╭─ DATA FOR THIS TASK
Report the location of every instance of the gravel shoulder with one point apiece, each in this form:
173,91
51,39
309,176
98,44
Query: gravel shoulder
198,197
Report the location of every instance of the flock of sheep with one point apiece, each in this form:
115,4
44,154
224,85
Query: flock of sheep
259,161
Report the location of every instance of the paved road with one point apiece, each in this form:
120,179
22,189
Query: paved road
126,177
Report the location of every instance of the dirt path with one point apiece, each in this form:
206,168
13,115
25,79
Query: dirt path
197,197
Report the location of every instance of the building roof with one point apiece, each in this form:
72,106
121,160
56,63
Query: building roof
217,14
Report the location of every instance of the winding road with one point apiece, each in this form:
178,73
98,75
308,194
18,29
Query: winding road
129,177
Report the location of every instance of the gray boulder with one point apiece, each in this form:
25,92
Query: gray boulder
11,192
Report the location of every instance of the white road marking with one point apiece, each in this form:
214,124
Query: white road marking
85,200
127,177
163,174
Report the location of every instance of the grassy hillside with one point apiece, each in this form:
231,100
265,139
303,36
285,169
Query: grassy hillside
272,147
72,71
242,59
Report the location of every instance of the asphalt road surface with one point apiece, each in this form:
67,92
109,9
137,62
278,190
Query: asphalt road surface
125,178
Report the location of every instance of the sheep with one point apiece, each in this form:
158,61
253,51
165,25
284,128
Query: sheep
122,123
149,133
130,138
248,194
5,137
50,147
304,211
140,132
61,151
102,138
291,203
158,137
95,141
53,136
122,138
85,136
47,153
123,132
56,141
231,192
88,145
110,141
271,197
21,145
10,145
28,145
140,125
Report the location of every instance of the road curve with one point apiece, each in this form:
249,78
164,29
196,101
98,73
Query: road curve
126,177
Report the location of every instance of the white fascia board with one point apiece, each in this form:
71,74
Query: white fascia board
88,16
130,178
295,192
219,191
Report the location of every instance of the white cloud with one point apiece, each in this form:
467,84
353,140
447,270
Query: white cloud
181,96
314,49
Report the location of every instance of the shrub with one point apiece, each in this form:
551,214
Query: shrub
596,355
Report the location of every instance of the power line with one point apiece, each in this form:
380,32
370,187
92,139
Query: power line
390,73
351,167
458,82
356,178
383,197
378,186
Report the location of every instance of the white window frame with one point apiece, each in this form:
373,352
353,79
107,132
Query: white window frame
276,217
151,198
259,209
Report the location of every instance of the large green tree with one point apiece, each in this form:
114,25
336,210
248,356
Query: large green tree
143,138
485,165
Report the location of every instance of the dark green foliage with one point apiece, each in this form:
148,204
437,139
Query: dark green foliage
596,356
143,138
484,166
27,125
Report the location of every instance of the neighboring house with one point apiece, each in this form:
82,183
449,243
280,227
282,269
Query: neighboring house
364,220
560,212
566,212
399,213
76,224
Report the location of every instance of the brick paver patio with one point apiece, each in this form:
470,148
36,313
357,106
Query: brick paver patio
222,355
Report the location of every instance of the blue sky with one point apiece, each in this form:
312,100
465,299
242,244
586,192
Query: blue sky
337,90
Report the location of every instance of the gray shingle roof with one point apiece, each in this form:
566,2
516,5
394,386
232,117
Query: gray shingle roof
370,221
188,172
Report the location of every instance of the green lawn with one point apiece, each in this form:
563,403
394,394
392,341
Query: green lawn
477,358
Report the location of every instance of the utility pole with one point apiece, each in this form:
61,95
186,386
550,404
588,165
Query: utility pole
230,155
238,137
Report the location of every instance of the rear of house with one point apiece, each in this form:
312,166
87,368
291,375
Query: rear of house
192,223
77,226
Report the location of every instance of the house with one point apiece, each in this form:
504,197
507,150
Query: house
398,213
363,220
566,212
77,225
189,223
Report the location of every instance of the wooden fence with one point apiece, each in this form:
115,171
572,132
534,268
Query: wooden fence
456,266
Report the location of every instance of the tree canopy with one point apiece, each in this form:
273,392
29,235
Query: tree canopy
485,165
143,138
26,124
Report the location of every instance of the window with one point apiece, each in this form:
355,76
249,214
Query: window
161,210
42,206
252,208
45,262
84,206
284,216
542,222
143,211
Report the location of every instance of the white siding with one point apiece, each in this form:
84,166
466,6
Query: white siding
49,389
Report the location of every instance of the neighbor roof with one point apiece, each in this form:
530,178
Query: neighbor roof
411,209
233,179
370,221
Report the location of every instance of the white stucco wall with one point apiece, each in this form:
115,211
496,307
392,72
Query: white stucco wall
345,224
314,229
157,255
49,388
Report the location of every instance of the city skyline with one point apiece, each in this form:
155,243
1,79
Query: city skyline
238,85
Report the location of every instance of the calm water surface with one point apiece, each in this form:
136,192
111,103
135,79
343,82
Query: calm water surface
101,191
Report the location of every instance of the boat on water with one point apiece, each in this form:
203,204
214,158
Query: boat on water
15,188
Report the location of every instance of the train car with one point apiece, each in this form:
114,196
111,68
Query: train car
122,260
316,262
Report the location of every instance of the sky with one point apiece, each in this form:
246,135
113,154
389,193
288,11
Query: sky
╰─
*OBJECTIVE*
Output the records above as a JSON array of strings, with one string per line and no blank lines.

*ANSWER TO THE TASK*
[
  "Report the location of every instance of the gravel shoulder with one point apiece, each in this form:",
  "173,91",
  "51,39",
  "309,176",
  "98,44",
  "Query: gravel shoulder",
  "198,197",
  "Report the location of every instance of the flock of sheep with one point apiece, each in this form:",
  "115,4",
  "44,154",
  "224,85",
  "Query: flock of sheep",
  "259,161",
  "Report the location of every instance of the paved road with one point apiece, each in this form:",
  "120,179",
  "22,189",
  "Query: paved road",
  "126,177",
  "Report the location of every instance of the dirt path with one point apiece, each in this form:",
  "206,168",
  "13,115",
  "25,79",
  "Query: dirt path",
  "197,197",
  "Report the location of every instance of the building roof with one point apiece, each in this form:",
  "72,106",
  "121,160",
  "56,63",
  "Query: building roof",
  "217,14",
  "Report the location of every instance of the winding road with one point apiece, each in this form:",
  "178,73",
  "98,75",
  "308,194",
  "18,29",
  "Query: winding road",
  "129,177",
  "Report the location of every instance of the gray boulder with one point apiece, each in this form:",
  "25,92",
  "Query: gray boulder",
  "11,192",
  "Report the location of every instance of the white road marking with one point apiece, each in this form:",
  "214,124",
  "Query: white road marking",
  "85,200",
  "127,177",
  "163,174",
  "Report the location of every instance of the grassy hillside with one point apiece, each in this form:",
  "231,100",
  "265,139",
  "303,36",
  "285,169",
  "Query: grassy hillside",
  "272,147",
  "72,71",
  "242,59",
  "Report the location of every instance of the asphalt road surface with one point apiece, each in this form:",
  "67,92",
  "109,9",
  "137,62",
  "278,190",
  "Query: asphalt road surface",
  "125,178",
  "Report the location of every instance of the sheep with one point apiece, each in this form:",
  "158,61",
  "253,51",
  "165,25",
  "284,128",
  "Query: sheep",
  "122,123",
  "149,133",
  "130,138",
  "248,194",
  "5,137",
  "50,147",
  "304,211",
  "140,132",
  "61,151",
  "102,138",
  "291,203",
  "158,137",
  "95,141",
  "53,136",
  "122,138",
  "85,136",
  "47,153",
  "123,132",
  "56,141",
  "231,192",
  "88,145",
  "110,141",
  "271,197",
  "21,145",
  "10,145",
  "28,145",
  "140,125",
  "Report the location of every instance of the road curve with one point apiece, each in this form:",
  "249,78",
  "164,29",
  "196,101",
  "98,73",
  "Query: road curve",
  "126,177",
  "Report the location of every instance of the white fascia board with one point apiece, each in this form:",
  "71,74",
  "Query: white fascia board",
  "88,16",
  "130,178",
  "295,192",
  "219,191",
  "Report the location of every instance of the white cloud with one point apiece, each in this form:",
  "467,84",
  "353,140",
  "447,270",
  "Query: white cloud",
  "181,96",
  "314,49",
  "Report the location of every instance of the shrub with one point apiece, each in this form:",
  "551,214",
  "Query: shrub",
  "596,355",
  "Report the location of every instance of the power line with one point apiece, each in this form:",
  "380,32",
  "370,187",
  "92,139",
  "Query: power line",
  "390,73",
  "351,167",
  "458,82",
  "356,178",
  "383,197",
  "378,186",
  "Report the location of every instance of the white window frame with one point apiece, each in this form:",
  "373,352",
  "353,79",
  "107,132",
  "Query: white window frame",
  "276,217",
  "151,198",
  "259,209",
  "Report the location of every instance of the large green tree with one point apiece, each in this form:",
  "114,25",
  "336,210",
  "248,356",
  "Query: large green tree",
  "143,138",
  "485,165",
  "Report the location of every instance of the dark green foliage with one point apiece, each in this form:",
  "148,204",
  "437,139",
  "Query: dark green foliage",
  "596,356",
  "143,138",
  "484,166",
  "27,125",
  "Report the location of every instance of the neighboring house with one point apiece, each in this form:",
  "82,183",
  "449,243",
  "280,227",
  "282,269",
  "Query: neighboring house",
  "364,220",
  "560,212",
  "566,212",
  "399,213",
  "76,224",
  "Report the location of every instance of the brick paver patio with one point apiece, each in this form:",
  "470,148",
  "36,313",
  "357,106",
  "Query: brick paver patio",
  "222,355",
  "Report the location of every instance of the blue sky with one point apiece, each in this form:",
  "312,100",
  "465,299",
  "242,244",
  "586,192",
  "Query: blue sky",
  "337,90",
  "Report the location of every instance of the gray shingle roof with one point apiece, each in this form:",
  "566,2",
  "516,5",
  "394,386",
  "232,117",
  "Query: gray shingle roof",
  "370,221",
  "188,172",
  "Report the location of every instance of the green lawn with one point apiece, each in this form:",
  "563,403",
  "394,394",
  "392,341",
  "Query: green lawn",
  "477,358",
  "Report the location of every instance of the utility pole with one point apiece, each in this form:",
  "61,95",
  "186,386",
  "550,404",
  "588,165",
  "Query: utility pole",
  "230,155",
  "238,137",
  "Report the location of every instance of the rear of house with one point apiece, each in this form:",
  "312,166",
  "87,368",
  "291,375",
  "Query: rear of house",
  "192,223",
  "77,226",
  "Report the location of every instance of the house with one point apiece, each in this form:",
  "504,197",
  "507,150",
  "Query: house",
  "398,213",
  "363,220",
  "566,212",
  "77,225",
  "189,223",
  "Report the location of every instance of the wooden fence with one point apiece, each in this form:",
  "115,171",
  "572,132",
  "534,268",
  "Query: wooden fence",
  "456,266",
  "Report the location of every instance of the tree canopy with one point apiece, each in this form:",
  "273,392",
  "29,235",
  "Query: tree canopy",
  "485,165",
  "143,138",
  "26,124",
  "Report the location of every instance of the window with one point apiece, each in this form:",
  "355,76",
  "249,214",
  "Query: window",
  "161,210",
  "42,206",
  "252,208",
  "45,262",
  "84,206",
  "284,216",
  "542,222",
  "143,211",
  "Report the location of every instance of the white siding with one point apiece, each in this form:",
  "84,166",
  "466,6",
  "Query: white siding",
  "49,389",
  "Report the location of every instance of the neighbor roof with one point apiece, each in this form:",
  "530,178",
  "Query: neighbor roof",
  "411,209",
  "233,179",
  "370,221",
  "Report the location of every instance of the white stucco wall with one point apiece, each in this form:",
  "115,211",
  "496,307",
  "392,72",
  "Query: white stucco wall",
  "345,224",
  "314,229",
  "157,255",
  "49,388",
  "Report the location of every instance of the city skyline with one point apiece, each in this form:",
  "155,243",
  "1,79",
  "Query: city skyline",
  "238,85",
  "Report the location of every instance of the calm water surface with one point apiece, each in this form:",
  "136,192",
  "111,103",
  "135,79",
  "343,82",
  "Query: calm water surface",
  "101,191",
  "Report the location of every instance of the boat on water with one point apiece, each in this form:",
  "203,204",
  "214,158",
  "Query: boat on water",
  "15,188",
  "Report the location of every instance of the train car with one point apiece, each in this form:",
  "114,196",
  "111,68",
  "Query: train car",
  "122,260",
  "316,262",
  "Report the location of every instance of the sky with one point apiece, each in this form:",
  "246,135",
  "113,154",
  "389,193",
  "288,11",
  "Query: sky"
]